### MATERIALS PROVIDED
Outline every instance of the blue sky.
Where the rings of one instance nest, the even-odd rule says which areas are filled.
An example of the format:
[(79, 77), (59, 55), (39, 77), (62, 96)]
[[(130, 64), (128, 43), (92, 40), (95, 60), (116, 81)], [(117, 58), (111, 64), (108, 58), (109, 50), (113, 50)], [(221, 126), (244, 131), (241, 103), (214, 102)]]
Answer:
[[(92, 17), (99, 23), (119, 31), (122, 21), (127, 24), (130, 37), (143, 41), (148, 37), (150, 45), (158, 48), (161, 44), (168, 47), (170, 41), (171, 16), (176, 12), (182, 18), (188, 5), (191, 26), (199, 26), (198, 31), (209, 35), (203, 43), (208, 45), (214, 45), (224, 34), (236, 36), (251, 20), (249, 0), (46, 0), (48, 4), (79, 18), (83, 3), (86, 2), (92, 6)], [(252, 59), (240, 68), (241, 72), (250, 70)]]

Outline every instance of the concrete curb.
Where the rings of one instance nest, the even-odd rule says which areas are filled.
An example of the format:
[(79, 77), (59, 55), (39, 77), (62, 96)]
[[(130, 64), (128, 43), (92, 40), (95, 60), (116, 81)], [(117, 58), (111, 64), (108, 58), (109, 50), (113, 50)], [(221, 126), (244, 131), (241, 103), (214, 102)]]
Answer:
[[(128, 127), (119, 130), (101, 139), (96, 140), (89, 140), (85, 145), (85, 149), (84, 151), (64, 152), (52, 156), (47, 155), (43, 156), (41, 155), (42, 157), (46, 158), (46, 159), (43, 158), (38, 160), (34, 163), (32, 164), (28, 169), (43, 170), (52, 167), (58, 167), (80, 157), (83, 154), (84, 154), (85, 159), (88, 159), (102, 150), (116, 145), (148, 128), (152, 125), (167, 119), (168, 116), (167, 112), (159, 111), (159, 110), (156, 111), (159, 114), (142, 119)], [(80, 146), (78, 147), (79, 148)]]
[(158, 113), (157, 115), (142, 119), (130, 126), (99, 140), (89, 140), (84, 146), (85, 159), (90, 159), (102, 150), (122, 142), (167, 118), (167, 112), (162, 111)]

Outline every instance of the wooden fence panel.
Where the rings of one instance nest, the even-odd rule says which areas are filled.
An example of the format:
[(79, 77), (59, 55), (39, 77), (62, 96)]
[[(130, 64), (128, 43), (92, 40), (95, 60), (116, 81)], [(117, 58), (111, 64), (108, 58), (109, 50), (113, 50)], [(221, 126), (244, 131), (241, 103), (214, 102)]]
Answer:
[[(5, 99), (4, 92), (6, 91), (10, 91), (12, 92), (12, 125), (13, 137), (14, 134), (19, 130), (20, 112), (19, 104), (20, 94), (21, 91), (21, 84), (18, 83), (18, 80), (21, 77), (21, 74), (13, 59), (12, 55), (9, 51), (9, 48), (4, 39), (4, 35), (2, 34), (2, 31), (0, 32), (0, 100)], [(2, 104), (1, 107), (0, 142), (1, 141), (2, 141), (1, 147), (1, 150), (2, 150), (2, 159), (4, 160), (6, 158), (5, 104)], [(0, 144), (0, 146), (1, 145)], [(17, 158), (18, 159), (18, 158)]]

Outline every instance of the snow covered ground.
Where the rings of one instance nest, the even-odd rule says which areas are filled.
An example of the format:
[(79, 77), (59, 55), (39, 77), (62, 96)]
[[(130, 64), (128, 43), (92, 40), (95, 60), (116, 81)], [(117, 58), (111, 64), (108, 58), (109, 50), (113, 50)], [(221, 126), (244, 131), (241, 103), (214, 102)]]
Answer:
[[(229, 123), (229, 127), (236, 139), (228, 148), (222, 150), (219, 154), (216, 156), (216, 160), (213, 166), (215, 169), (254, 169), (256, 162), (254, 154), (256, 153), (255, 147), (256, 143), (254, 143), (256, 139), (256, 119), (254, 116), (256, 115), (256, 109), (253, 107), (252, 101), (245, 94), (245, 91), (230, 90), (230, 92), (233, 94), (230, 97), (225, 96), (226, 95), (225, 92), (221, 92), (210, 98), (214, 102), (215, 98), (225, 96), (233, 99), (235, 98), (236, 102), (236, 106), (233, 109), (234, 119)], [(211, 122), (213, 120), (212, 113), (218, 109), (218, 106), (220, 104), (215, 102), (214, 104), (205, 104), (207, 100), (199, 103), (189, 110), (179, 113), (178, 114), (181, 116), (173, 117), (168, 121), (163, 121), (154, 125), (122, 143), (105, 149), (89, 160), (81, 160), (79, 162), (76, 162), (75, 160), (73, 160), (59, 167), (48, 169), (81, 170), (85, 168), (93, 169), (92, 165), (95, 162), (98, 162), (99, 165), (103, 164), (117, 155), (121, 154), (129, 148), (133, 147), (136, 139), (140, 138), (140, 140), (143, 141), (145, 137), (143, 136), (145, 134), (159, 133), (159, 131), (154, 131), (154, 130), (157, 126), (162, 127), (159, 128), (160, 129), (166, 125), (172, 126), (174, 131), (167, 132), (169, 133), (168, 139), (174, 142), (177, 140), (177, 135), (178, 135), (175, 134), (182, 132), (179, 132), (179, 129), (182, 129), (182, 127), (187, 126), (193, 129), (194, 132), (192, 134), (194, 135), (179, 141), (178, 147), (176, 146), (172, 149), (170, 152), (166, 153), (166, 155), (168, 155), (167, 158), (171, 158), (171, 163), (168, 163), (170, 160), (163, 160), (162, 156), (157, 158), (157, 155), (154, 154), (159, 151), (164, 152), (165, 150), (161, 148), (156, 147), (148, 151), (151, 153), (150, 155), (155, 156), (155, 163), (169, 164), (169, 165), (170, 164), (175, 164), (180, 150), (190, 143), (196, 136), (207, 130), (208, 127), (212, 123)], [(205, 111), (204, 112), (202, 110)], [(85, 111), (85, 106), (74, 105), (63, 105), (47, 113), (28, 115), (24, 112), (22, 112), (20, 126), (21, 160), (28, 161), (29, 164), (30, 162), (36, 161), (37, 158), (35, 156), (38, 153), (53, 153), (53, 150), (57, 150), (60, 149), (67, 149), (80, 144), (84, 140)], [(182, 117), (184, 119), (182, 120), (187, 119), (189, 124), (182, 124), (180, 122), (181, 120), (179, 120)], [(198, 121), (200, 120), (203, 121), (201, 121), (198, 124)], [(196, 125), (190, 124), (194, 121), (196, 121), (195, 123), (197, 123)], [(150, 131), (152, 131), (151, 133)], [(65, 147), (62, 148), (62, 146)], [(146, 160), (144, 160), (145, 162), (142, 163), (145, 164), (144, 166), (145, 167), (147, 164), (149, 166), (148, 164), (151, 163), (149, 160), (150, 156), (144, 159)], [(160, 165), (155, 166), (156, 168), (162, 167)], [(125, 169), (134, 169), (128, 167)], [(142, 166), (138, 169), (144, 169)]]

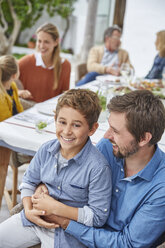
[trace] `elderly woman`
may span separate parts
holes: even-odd
[[[156,50],[158,54],[154,59],[153,66],[145,78],[148,79],[161,79],[162,71],[165,67],[165,30],[157,33],[157,38],[155,41]]]

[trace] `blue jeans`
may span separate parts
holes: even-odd
[[[96,79],[97,76],[99,76],[100,74],[95,72],[95,71],[92,71],[92,72],[89,72],[85,75],[85,77],[83,79],[81,79],[80,81],[78,81],[78,83],[76,84],[76,86],[81,86],[83,84],[87,84],[93,80]]]

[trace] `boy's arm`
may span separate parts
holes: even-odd
[[[32,203],[35,209],[44,209],[46,215],[57,215],[77,221],[78,208],[67,206],[48,194],[34,194]]]
[[[67,206],[46,194],[32,197],[36,209],[46,211],[46,215],[57,215],[88,226],[102,226],[108,215],[111,201],[111,171],[109,166],[99,167],[92,172],[89,184],[88,206],[75,208]]]

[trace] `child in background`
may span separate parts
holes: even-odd
[[[104,225],[110,209],[111,171],[90,140],[100,111],[99,98],[90,90],[72,89],[58,99],[57,139],[41,146],[24,174],[20,186],[24,210],[0,224],[0,247],[41,242],[42,247],[84,248],[56,228],[54,215],[88,226]],[[49,194],[34,194],[40,183]]]

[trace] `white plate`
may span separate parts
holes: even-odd
[[[121,85],[121,77],[113,76],[113,75],[102,75],[97,76],[96,80],[102,83],[108,83],[111,85]]]
[[[38,110],[38,112],[45,114],[45,115],[54,115],[54,110],[56,108],[56,104],[52,104],[52,103],[41,103],[36,105],[36,108]]]

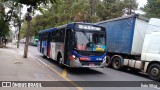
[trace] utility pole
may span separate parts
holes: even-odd
[[[30,34],[30,25],[31,25],[31,12],[32,12],[32,7],[30,6],[30,8],[27,8],[27,14],[26,14],[26,21],[27,21],[27,31],[26,31],[26,43],[25,43],[25,47],[24,47],[24,58],[27,58],[28,56],[28,45],[29,45],[29,34]]]

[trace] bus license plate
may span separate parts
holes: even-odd
[[[94,63],[90,63],[89,66],[95,66],[95,64]]]

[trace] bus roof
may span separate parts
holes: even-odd
[[[55,28],[49,28],[49,29],[41,30],[41,31],[39,31],[39,33],[45,33],[45,32],[48,33],[48,32],[52,32],[52,31],[54,31],[54,30],[57,30],[57,29],[59,29],[59,28],[63,28],[63,27],[74,28],[74,25],[75,25],[75,24],[95,25],[94,23],[73,22],[73,23],[65,24],[65,25],[62,25],[62,26],[55,27]]]

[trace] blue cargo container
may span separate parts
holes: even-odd
[[[107,30],[107,47],[109,53],[141,54],[146,18],[138,15],[120,17],[97,23]],[[138,35],[139,34],[139,35]]]

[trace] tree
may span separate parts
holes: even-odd
[[[137,9],[136,0],[103,0],[96,6],[96,13],[100,20],[130,15]]]
[[[143,10],[148,18],[160,18],[160,0],[147,0]]]

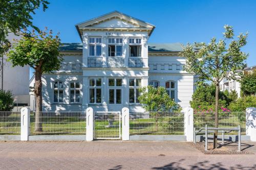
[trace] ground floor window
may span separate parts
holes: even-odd
[[[101,78],[90,78],[89,99],[90,103],[101,103]]]
[[[61,81],[56,81],[53,84],[53,102],[63,102],[63,83]]]
[[[79,82],[71,82],[70,85],[71,103],[79,103],[80,101],[80,83]]]
[[[174,101],[175,101],[176,86],[175,82],[174,81],[168,81],[165,82],[166,92]]]
[[[109,79],[109,103],[122,103],[122,79]]]
[[[141,79],[129,79],[129,102],[138,103],[138,98],[140,95],[139,88],[141,86]]]

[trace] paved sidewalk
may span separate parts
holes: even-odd
[[[0,169],[256,169],[256,155],[206,155],[182,142],[0,142]]]

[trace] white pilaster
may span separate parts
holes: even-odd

### GIVEN INSTRUCTION
Turn the listing above, from the line containing "[trace] ground floor window" through the end, into a JSON list of strings with one string per line and blank lines left out.

### FINISHED ANSWER
[
  "[trace] ground floor window",
  "may span separate parts",
  "holes: even-odd",
  "[[[101,78],[90,78],[89,99],[90,103],[101,103]]]",
  "[[[61,81],[56,81],[53,84],[53,102],[63,102],[63,83]]]",
  "[[[79,82],[71,82],[70,85],[71,103],[79,103],[80,101],[80,83]]]",
  "[[[174,101],[175,101],[176,86],[175,82],[174,81],[168,81],[165,82],[166,92]]]",
  "[[[109,79],[109,103],[122,103],[122,79]]]",
  "[[[141,79],[129,79],[129,102],[138,103],[138,98],[140,95],[139,88],[141,86]]]",
  "[trace] paved sidewalk",
  "may span separate parts",
  "holes: even-odd",
  "[[[0,169],[256,169],[256,155],[206,155],[182,142],[0,142]]]",
  "[trace] white pilaster",
  "may span separate parts",
  "holes: even-odd"
]